→ **Task details**:
Please state how many lines in the records below contain the string "fishing", with case counting. Reply with the number alone.

→ **Given records**:
☆ ☆ ☆
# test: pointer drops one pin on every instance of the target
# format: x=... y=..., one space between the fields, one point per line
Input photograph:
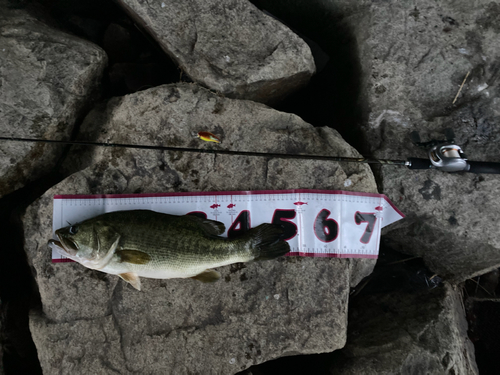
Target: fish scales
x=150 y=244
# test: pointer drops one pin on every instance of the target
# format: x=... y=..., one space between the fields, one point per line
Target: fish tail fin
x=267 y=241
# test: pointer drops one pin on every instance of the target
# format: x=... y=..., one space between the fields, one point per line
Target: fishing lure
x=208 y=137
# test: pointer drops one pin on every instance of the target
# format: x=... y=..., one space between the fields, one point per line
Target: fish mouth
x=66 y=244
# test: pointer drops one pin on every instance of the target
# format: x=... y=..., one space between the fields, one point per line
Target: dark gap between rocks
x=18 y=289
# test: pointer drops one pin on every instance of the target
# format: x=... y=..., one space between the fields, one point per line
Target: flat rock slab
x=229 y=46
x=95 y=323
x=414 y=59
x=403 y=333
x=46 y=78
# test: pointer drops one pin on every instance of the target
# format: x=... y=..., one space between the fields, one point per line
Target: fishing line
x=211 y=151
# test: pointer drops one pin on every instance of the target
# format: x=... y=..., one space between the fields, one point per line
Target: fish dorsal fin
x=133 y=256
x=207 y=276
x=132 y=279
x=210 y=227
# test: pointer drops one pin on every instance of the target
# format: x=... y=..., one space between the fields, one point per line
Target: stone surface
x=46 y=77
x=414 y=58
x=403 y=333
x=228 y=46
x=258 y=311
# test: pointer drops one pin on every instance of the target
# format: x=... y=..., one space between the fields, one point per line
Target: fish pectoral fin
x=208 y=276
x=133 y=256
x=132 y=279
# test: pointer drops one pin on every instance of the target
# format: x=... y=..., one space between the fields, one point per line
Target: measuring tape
☆ ☆ ☆
→ **Answer to this problem**:
2